* _Work to complete_
Repeat the lines from the one containing "Mark the beige" through the end of the listing exactly, both ends included. Do not carry over any pictures.

━━━

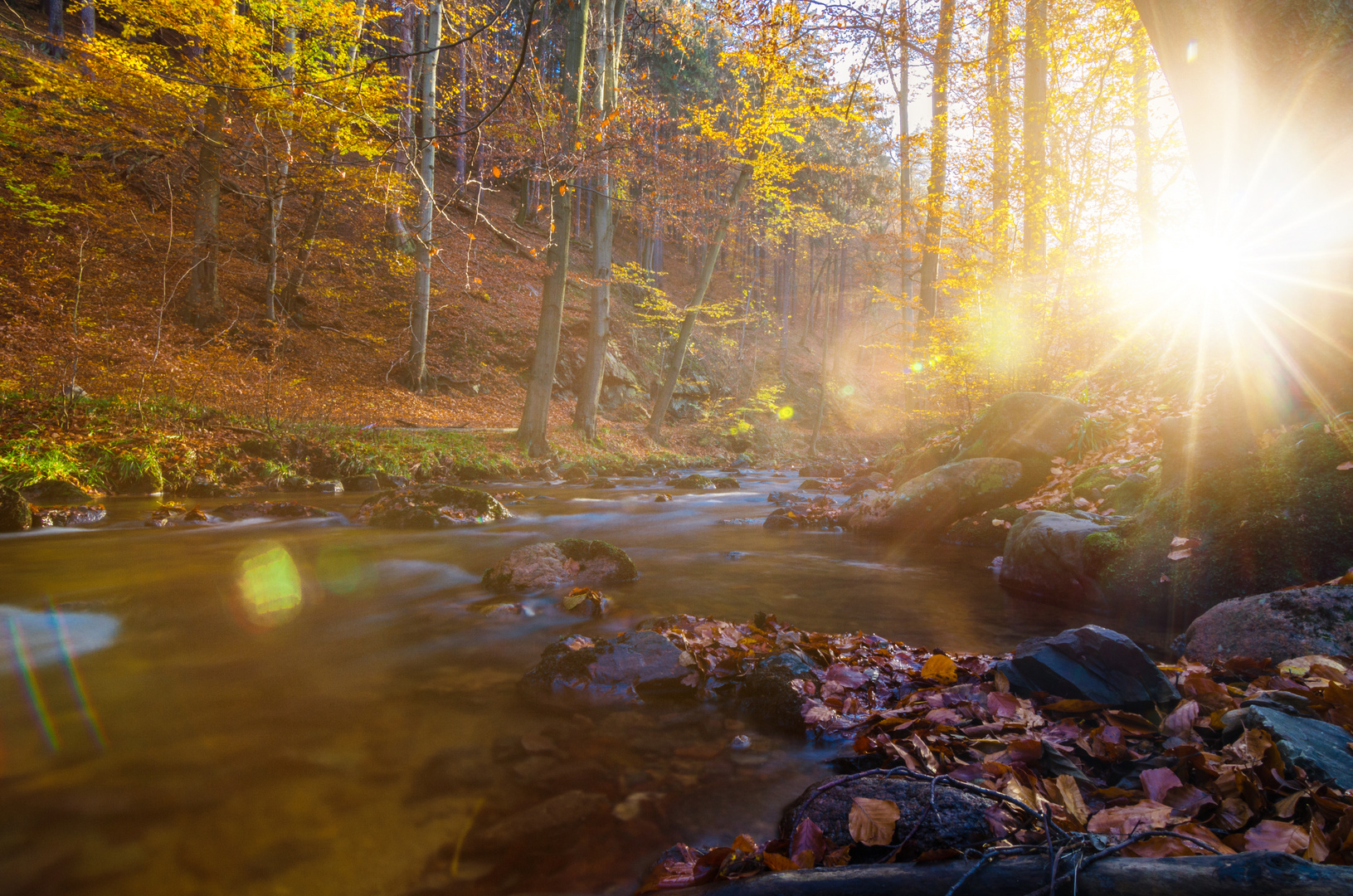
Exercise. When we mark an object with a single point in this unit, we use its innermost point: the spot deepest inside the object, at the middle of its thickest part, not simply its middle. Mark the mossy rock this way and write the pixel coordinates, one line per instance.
(1280, 519)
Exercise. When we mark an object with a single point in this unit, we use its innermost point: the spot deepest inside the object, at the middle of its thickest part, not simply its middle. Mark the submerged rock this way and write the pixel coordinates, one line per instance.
(1275, 626)
(934, 501)
(1308, 743)
(431, 506)
(632, 666)
(1088, 664)
(81, 514)
(268, 509)
(567, 562)
(1046, 555)
(956, 819)
(51, 492)
(15, 514)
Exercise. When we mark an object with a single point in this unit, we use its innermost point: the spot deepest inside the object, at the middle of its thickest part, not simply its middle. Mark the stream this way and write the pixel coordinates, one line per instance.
(158, 735)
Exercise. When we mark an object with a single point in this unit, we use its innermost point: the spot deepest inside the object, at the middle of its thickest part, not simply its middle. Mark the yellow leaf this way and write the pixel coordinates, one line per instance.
(942, 669)
(873, 822)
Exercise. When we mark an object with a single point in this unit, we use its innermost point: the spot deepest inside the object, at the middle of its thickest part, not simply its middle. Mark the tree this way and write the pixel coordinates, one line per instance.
(939, 160)
(535, 416)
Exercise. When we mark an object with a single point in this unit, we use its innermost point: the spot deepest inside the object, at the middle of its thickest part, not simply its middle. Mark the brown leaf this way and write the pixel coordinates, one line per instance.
(873, 822)
(1279, 837)
(942, 669)
(1157, 782)
(1130, 819)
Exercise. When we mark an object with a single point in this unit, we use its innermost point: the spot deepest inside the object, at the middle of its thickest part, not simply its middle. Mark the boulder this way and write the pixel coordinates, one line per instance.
(1310, 743)
(49, 492)
(931, 503)
(1026, 426)
(81, 514)
(15, 514)
(1088, 664)
(553, 563)
(1276, 626)
(429, 506)
(268, 509)
(956, 819)
(773, 692)
(1046, 555)
(630, 668)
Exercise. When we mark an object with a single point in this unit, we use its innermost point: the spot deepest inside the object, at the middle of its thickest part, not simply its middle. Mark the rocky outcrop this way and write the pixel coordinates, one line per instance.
(15, 514)
(1046, 555)
(431, 506)
(930, 504)
(602, 672)
(1276, 626)
(954, 821)
(1088, 664)
(1026, 426)
(553, 563)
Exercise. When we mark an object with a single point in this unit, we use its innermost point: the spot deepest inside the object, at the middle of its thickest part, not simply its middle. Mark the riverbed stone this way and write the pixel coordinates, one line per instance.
(1308, 743)
(15, 514)
(568, 562)
(53, 492)
(934, 501)
(956, 819)
(606, 672)
(1275, 626)
(431, 506)
(1046, 555)
(773, 692)
(81, 514)
(1089, 664)
(1031, 428)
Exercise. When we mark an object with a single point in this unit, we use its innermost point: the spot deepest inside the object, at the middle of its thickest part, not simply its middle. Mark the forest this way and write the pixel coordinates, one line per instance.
(616, 446)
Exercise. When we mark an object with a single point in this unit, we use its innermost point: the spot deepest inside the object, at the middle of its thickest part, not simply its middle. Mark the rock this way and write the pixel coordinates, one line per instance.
(543, 827)
(956, 819)
(1046, 557)
(268, 509)
(773, 690)
(625, 670)
(931, 503)
(431, 506)
(568, 562)
(986, 529)
(1089, 664)
(1308, 743)
(15, 514)
(1026, 426)
(693, 480)
(49, 492)
(364, 482)
(81, 514)
(1276, 626)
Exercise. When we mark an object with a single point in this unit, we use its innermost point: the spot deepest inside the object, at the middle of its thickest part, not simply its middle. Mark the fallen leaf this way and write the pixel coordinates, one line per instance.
(1279, 837)
(873, 822)
(942, 669)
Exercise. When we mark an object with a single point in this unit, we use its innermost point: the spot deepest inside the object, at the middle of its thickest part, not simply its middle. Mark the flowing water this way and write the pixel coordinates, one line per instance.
(324, 709)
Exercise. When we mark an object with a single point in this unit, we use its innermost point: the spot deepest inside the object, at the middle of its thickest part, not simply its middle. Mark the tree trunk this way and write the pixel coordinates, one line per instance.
(939, 160)
(203, 290)
(999, 113)
(429, 37)
(1035, 134)
(1142, 133)
(535, 416)
(688, 325)
(604, 233)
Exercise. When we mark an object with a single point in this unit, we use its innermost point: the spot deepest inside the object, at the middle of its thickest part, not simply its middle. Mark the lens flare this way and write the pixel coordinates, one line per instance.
(270, 585)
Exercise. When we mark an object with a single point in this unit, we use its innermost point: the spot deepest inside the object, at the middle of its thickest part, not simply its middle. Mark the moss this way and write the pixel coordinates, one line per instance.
(1282, 519)
(585, 550)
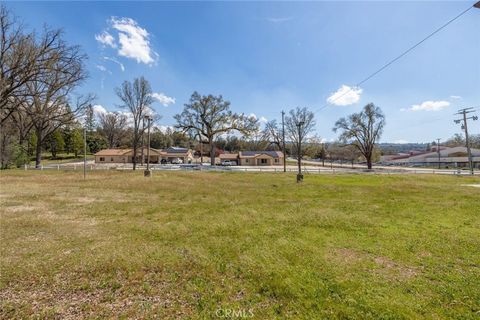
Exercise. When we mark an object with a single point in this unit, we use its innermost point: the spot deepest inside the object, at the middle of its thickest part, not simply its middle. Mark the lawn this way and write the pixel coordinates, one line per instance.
(203, 245)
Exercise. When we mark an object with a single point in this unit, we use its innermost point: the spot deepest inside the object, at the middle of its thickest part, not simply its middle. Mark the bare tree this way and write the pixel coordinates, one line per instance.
(273, 134)
(362, 129)
(137, 98)
(299, 123)
(23, 58)
(112, 127)
(210, 116)
(48, 101)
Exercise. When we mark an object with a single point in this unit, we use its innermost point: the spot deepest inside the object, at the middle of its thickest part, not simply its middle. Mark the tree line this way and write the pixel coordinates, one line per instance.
(41, 110)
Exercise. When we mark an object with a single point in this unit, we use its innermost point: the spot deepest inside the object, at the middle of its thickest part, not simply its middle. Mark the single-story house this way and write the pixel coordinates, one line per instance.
(156, 156)
(255, 158)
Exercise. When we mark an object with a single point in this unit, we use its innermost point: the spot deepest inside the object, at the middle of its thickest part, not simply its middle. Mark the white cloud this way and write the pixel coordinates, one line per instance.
(345, 96)
(122, 67)
(101, 68)
(430, 106)
(106, 39)
(99, 109)
(163, 99)
(261, 119)
(133, 40)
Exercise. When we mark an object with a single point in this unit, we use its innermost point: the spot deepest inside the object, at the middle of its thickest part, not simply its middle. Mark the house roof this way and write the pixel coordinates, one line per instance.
(254, 154)
(175, 150)
(113, 152)
(228, 156)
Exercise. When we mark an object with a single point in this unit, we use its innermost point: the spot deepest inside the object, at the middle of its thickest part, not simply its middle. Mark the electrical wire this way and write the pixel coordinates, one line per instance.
(396, 58)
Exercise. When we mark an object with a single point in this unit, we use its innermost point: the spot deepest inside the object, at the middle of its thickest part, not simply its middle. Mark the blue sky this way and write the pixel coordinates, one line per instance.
(269, 56)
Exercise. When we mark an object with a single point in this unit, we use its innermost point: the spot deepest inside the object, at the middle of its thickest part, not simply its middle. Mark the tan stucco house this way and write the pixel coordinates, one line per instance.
(156, 155)
(255, 158)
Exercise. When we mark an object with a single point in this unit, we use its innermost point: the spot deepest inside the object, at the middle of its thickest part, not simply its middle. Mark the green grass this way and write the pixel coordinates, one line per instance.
(184, 245)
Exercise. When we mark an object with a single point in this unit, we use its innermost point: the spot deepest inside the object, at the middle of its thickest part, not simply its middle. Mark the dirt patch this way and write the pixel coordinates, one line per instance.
(471, 185)
(391, 269)
(20, 208)
(383, 266)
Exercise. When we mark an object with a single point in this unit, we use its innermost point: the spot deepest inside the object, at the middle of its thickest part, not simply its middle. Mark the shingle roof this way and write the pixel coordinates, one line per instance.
(228, 156)
(273, 154)
(112, 152)
(175, 150)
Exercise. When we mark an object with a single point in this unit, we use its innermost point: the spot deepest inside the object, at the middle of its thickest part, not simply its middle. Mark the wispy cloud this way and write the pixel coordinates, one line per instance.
(278, 19)
(129, 38)
(260, 119)
(428, 106)
(106, 39)
(345, 96)
(163, 98)
(122, 67)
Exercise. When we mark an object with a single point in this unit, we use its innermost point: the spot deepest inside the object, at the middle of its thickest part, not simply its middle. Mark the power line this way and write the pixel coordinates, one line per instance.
(398, 57)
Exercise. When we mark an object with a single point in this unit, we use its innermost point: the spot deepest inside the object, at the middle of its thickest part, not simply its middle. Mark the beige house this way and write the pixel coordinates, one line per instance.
(255, 158)
(169, 155)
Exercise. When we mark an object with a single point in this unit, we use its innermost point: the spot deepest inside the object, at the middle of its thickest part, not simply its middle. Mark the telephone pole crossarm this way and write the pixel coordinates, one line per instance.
(463, 113)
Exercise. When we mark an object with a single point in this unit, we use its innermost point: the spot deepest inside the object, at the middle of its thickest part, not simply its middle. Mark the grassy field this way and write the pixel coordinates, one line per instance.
(203, 245)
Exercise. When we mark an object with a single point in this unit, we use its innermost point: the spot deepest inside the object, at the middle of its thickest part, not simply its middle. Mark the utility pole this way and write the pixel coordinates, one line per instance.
(201, 147)
(299, 151)
(85, 152)
(143, 144)
(147, 172)
(438, 151)
(283, 144)
(464, 113)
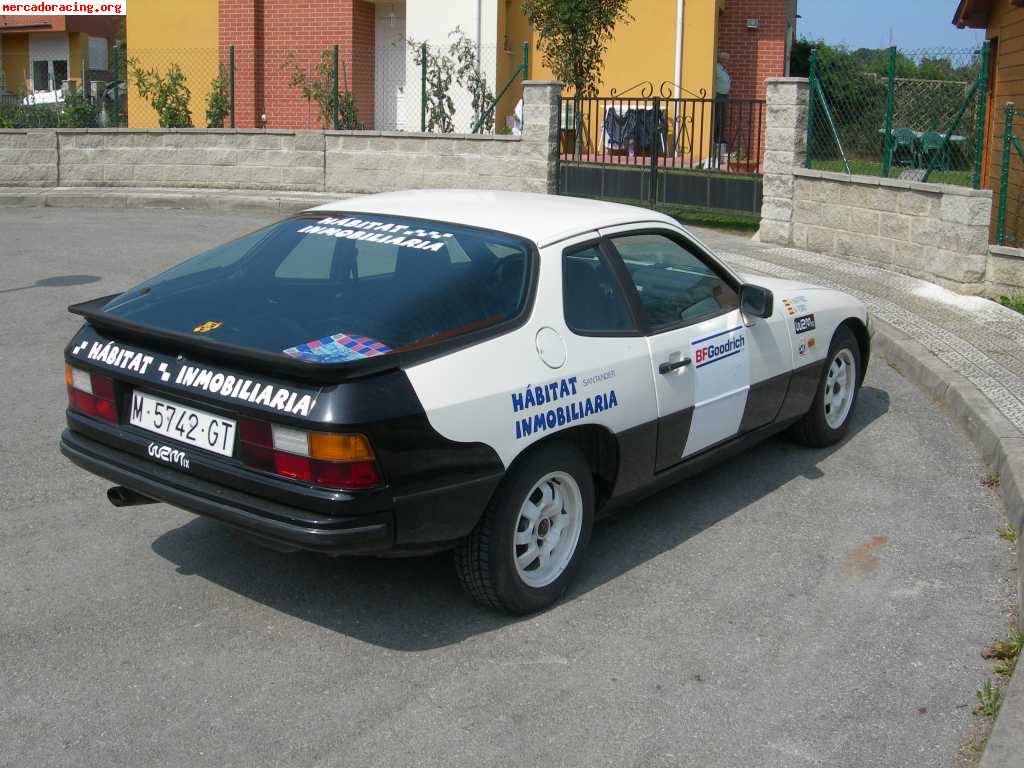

━━━

* _Solution to this task_
Exercise. When we mark an object with a single point in this unit, we use its innermost point: the spot deepest inside the object, at the middle of its thickest part, not simply its middle. Mark the beige house this way and write the pixel coordinates, one line per instance.
(255, 158)
(169, 155)
Exercise. When we mark an object with a single point in this unit, we use its innermost point: the spot deepest inside the object, at the middle of its thickest part, not simply its middle. Mark the telephone pole crossarm this way and write the pixel coordinates, one line per instance.
(463, 113)
Exercise. When we mark an object with a single point in this unit, we use its innermost point: the spot deepest inside the object, at the middle of its thickest part, not simply its middle. Mark the grassy field this way and write the pixel coordinates, one line per instance.
(203, 245)
Exercise. When we mark an object with a single point in this unit, we use its innermost point: the spot deepest inside the object, at the middle of its thickest part, not simply its middle. Mark the utility pole this way and write the pixel coordinates, one line per instance.
(201, 147)
(299, 151)
(85, 152)
(143, 144)
(147, 172)
(438, 151)
(283, 144)
(464, 113)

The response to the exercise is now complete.